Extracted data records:
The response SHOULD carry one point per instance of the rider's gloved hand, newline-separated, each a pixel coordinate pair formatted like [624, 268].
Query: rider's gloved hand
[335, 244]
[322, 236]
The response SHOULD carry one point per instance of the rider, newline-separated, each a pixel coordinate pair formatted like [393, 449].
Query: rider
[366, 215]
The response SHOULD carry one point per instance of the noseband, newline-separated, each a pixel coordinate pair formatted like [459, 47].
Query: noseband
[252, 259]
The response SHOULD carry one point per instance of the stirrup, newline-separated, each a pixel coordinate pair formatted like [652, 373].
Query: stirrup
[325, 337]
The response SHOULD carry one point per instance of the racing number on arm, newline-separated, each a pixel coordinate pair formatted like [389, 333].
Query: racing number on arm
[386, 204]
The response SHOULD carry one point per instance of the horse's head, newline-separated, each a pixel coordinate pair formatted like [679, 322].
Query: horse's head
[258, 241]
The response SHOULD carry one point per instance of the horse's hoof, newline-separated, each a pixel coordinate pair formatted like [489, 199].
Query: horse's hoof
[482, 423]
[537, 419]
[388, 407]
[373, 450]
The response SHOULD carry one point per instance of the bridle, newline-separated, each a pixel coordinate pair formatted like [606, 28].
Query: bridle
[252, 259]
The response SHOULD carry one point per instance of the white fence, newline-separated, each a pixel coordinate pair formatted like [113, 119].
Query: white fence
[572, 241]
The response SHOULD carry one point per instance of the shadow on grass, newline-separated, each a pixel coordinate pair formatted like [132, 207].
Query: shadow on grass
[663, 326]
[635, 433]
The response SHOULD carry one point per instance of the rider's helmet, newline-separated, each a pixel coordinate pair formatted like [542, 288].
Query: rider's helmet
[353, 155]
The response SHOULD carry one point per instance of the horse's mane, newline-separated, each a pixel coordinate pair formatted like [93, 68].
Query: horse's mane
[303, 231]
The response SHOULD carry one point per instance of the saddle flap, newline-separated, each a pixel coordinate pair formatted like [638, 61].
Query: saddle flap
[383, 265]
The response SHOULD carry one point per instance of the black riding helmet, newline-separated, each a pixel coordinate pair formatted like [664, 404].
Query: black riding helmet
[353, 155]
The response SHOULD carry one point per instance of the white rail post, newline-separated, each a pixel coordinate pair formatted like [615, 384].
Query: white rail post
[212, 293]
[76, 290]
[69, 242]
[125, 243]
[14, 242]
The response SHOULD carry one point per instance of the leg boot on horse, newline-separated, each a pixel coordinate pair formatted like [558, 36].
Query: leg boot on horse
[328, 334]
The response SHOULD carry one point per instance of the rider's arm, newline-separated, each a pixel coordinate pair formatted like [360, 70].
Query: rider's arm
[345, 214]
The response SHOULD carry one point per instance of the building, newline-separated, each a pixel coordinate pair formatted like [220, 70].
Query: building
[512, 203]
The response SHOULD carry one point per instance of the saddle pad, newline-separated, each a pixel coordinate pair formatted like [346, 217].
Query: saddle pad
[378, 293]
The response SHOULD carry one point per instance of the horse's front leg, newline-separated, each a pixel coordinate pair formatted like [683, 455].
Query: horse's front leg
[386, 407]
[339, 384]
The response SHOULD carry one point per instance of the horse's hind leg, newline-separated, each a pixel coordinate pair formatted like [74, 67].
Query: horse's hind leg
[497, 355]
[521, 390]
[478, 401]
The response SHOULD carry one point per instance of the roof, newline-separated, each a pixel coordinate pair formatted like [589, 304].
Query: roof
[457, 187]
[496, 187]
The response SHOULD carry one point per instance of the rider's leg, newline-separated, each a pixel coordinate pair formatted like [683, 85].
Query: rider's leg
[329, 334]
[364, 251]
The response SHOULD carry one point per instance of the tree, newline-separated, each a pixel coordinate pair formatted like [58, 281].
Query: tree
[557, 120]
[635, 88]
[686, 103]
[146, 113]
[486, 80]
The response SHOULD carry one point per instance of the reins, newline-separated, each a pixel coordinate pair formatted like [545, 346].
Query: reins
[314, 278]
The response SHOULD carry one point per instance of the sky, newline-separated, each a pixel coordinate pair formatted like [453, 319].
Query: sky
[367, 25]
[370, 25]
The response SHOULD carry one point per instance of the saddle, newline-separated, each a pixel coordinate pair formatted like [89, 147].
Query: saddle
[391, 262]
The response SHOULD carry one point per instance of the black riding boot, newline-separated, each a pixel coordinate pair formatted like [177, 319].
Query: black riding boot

GIVEN EXERCISE:
Could you extract every line of the records above and reproduce each one verbatim, in its original order?

RESPONSE TO THIS TASK:
The response SHOULD carry one point per instance of the rider's gloved hand, newline-separated, each a pixel coordinate pair formatted like [624, 268].
Query: rider's gloved hand
[335, 244]
[322, 236]
The response SHOULD carry one point per instance of the rider, newline-separated, each a pixel coordinate pair formatted like [393, 449].
Query: rider
[366, 215]
The response SHOULD carry one point per instance of the noseband, newline-separated, each a pixel coordinate pair formatted like [459, 47].
Query: noseband
[252, 259]
The response SHOULD carry one point per instance of the stirrup, newline-separated, each a pixel coordinate pair formatted like [652, 373].
Query: stirrup
[325, 337]
The response SHOULD carry one point per instance of the racing number on arm, newline-separated, each a pixel coordinate pair formatted like [389, 333].
Query: racing number on arm
[386, 204]
The response SHOULD carry one point per instance of the horse's head, newline-separated, each a pixel coordinate pair formatted like [679, 322].
Query: horse's head
[258, 241]
The response SHOULD carry one point per instance of the horse's hoof, newline-separated, each a pixel coordinate pair formatted like [489, 199].
Query: horse's hoof
[482, 423]
[537, 419]
[388, 407]
[373, 450]
The response SHOULD carry one point per instance of the bridle, newline-separated, each a pixel coordinate pair formatted like [606, 28].
Query: bridle
[252, 259]
The response SHOULD carry one point per instance of the white fence, newline-separated, each a pixel coordinate pair formatted like [113, 119].
Query: white fence
[572, 241]
The response SHOULD carry one point per instance of the shadow on grass, newline-separated, each a pixel coordinate pair formatted like [132, 207].
Query: shadow on grass
[663, 326]
[635, 433]
The response SHOULD carry one point per instance of the rider's helmet, newline-separated, each a pixel coordinate pair formatted like [542, 288].
Query: rider's helmet
[353, 155]
The response SHOULD carry one point per instance of the horse's mane, newline-separated, each a pixel coordinate pair formatted like [93, 68].
Query: horse's mane
[303, 231]
The response SHOULD carry one point per instance of the saddle flap, newline-separated, each a pixel coordinate pair formatted like [638, 61].
Query: saddle flap
[383, 265]
The response SHOULD carry one point per instance of the black riding helmet, newline-separated, each a pixel coordinate pair formatted like [664, 404].
Query: black riding helmet
[353, 155]
The response SHOULD carry one point per instance of the white rail post, newline-separated, each a pixel coordinate pair formatted like [615, 384].
Query: white rail post
[212, 293]
[76, 290]
[69, 242]
[125, 243]
[14, 242]
The response SHOULD carry one point per instance of the leg boot on horse, newline-separated, each a pixel coordinate pair formatted like [558, 36].
Query: leg boot on horse
[328, 334]
The response SHOULD carry one point per instance of the rider's arm, newline-separated, each a pixel coordinate pair formatted like [360, 70].
Query: rider's arm
[345, 214]
The response SHOULD carry one point per instance of the building, newline-separated, each a pixel coordinate pair formatted like [220, 70].
Query: building
[512, 203]
The response SHOULD carry one point per instance of the saddle pad, newline-separated, each a pixel coordinate pair formatted like [346, 217].
Query: saddle pad
[378, 293]
The response SHOULD carry one point per instance of the horse's front leg, newline-separated, each a pixel coordinate pair formatted like [683, 455].
Query: horse's front leg
[386, 407]
[339, 384]
The response SHOULD carry one point per instance of the horse's hind leg, newline-separated, each a pixel coordinate pair formatted like [74, 67].
Query: horse's hind leg
[497, 355]
[521, 390]
[478, 401]
The response SHOULD carry one point per instance of the roof, newline-separated, each a pixel coordinate pair formatted like [589, 304].
Query: roof
[457, 187]
[496, 187]
The response SHOULD carry one point per instance of the rider's leg, newline-separated, each a pixel coordinate pair formatted like [683, 85].
Query: rider's leg
[329, 334]
[364, 251]
The response SHOULD carry one point per instance of the tree, newline-separated, each a pixel coordinate pair formatted like [58, 281].
Query: tree
[557, 120]
[635, 88]
[686, 103]
[146, 113]
[486, 80]
The response SHOULD carry one point per instance of the reins, newline-separated, each a pixel coordinate pair formatted like [545, 346].
Query: reins
[314, 278]
The response SHOULD carry one point per instance of the sky, newline-separated, each a pixel coordinate pair formatted like [453, 319].
Query: sky
[367, 25]
[370, 25]
The response SHOULD carry one point per instance of the saddle, newline-separated, each a pixel coordinate pair formatted like [89, 147].
Query: saddle
[391, 262]
The response SHOULD carry one point per instance of the black riding boot, newline-separated, each a pixel coordinate pair formatted like [177, 319].
Query: black riding boot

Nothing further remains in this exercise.